**REQUIRED TASK:** Please copy out the lines below word for word, leaving out the pictures.

**DATA ENTRIES:**
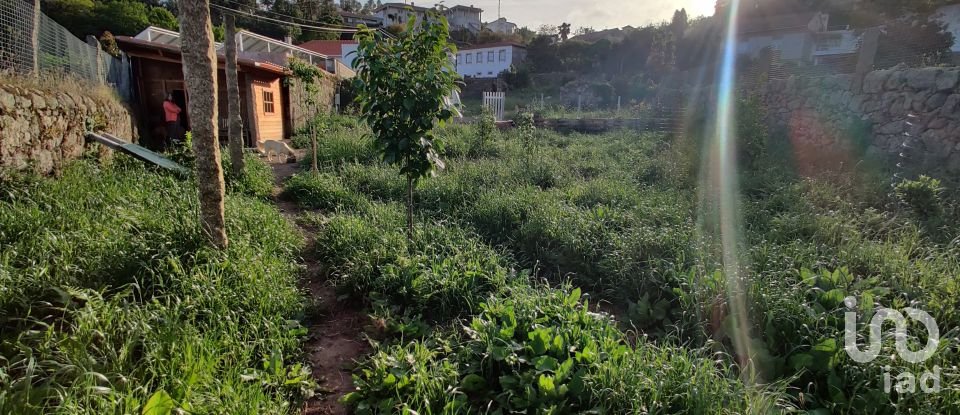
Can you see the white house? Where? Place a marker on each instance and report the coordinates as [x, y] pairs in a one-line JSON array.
[[464, 18], [950, 15], [794, 35], [399, 14], [357, 19], [488, 61], [501, 25], [343, 51], [838, 46]]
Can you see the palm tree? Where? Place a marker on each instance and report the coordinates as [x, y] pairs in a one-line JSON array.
[[235, 125], [199, 74]]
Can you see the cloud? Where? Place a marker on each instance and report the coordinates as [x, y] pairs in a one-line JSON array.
[[589, 13]]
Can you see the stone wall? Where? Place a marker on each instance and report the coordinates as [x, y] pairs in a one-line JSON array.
[[919, 107], [42, 129], [300, 110]]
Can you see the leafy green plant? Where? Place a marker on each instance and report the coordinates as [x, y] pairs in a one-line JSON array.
[[308, 76], [922, 196], [401, 85]]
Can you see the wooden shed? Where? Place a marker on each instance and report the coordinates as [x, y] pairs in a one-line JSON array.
[[157, 71]]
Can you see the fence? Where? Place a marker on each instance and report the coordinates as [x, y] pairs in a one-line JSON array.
[[32, 43], [495, 101]]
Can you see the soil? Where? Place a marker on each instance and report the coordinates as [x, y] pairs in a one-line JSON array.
[[335, 331]]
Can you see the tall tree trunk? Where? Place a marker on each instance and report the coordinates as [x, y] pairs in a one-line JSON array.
[[410, 208], [313, 143], [199, 73], [235, 126]]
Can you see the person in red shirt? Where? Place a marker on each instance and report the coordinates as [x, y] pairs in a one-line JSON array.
[[171, 114]]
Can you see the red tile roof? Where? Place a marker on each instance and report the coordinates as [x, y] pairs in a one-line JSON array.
[[327, 47]]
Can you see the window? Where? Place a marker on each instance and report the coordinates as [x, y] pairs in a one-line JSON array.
[[268, 102], [829, 42]]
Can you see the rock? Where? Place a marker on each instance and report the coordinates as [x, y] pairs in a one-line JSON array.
[[936, 100], [895, 127], [949, 107], [947, 80], [894, 81], [7, 101], [925, 78], [38, 101], [937, 123]]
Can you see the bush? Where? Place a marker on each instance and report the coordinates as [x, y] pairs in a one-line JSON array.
[[922, 196], [543, 351], [256, 180]]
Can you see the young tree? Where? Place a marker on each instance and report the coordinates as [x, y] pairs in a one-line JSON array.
[[200, 77], [235, 122], [308, 76], [401, 84], [564, 31]]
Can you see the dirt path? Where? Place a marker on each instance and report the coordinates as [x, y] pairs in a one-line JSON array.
[[335, 339]]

**CORRECT ANSWER:**
Can you see the white house? Where? Place a marker on each instance and report the coordinates as [x, y] pairs in a one-line JSON array.
[[464, 18], [950, 15], [794, 35], [399, 14], [357, 19], [488, 61], [501, 25], [343, 51], [838, 46]]
Can you see the palm tree? Where? Place a marker on each instance and report the coordinates as [x, y] pairs in a one-line JSON array.
[[235, 125], [199, 74]]
Can you see the cloud? Where? Place a marker on each instance and report the coordinates as [x, y] pairs in a one-line JSON array.
[[589, 13]]
Can you see the stone wall? Where? Place a marker on each instance and report the coordinates as [x, y] pairs in a one-line JSON array.
[[919, 107], [42, 129], [300, 110]]
Can you see the leafy green plant? Where? Place a marker on each instance and report the coordinates as [x, y] pairs in a one-line JSON array.
[[308, 76], [922, 196], [401, 85]]
Can you see the wooden shed? Where? Place a marker on each instance and report the coordinates as [x, y] pairs in a one-line JSON array.
[[157, 71]]
Can you see the fence? Where? Place a marker on each instance and report the coordinates as [x, y] pairs in a one-line JSON array.
[[32, 43], [495, 101]]
Can you see the soil? Where? Place a marker on each instance and report the coordinates as [x, y] pairs in a one-line JSON array.
[[335, 331]]
Can you see the tall tree trunk? Where? Place a marker on each instance and report the coordinates as [x, y] pairs in a one-line JSON array.
[[410, 208], [313, 143], [199, 73], [235, 126]]
Can you see the person in red shirt? Where? Place a marker on each instance and report the coordinates as [x, y] pairs in a one-line JSON array.
[[171, 114]]
Can you see the red tile roof? Where? Place a marker on each instance and report the coordinates as [x, y] pairs in a one-line JSON array.
[[327, 47]]
Can you see the window? Where? Place a marker on each instance and report the coordinates as [x, y] pairs in a one-line JSON array.
[[268, 102], [829, 42]]
Can you see the rock? Where? Place a marker on each instance and report the coordinates as [x, y] pairs in a one-line JSON array.
[[936, 100], [895, 127], [949, 107], [947, 80], [894, 81], [7, 101], [925, 78], [38, 101], [937, 123]]
Can you see the bush? Where? Place a marker on each instance and report the coordinates as [x, y] pairs in a one-line JSON array.
[[922, 196], [543, 351], [256, 180]]
Can you see the young tree? Where? Place a marker on each instance and report the coordinates as [x, y] pairs in a one-line JSON array.
[[200, 77], [235, 122], [308, 76], [401, 84], [564, 31]]
Can you see the dirt path? Where? Place a marker on each instance and report the coordinates as [x, y] pairs in a one-line JSON array.
[[335, 339]]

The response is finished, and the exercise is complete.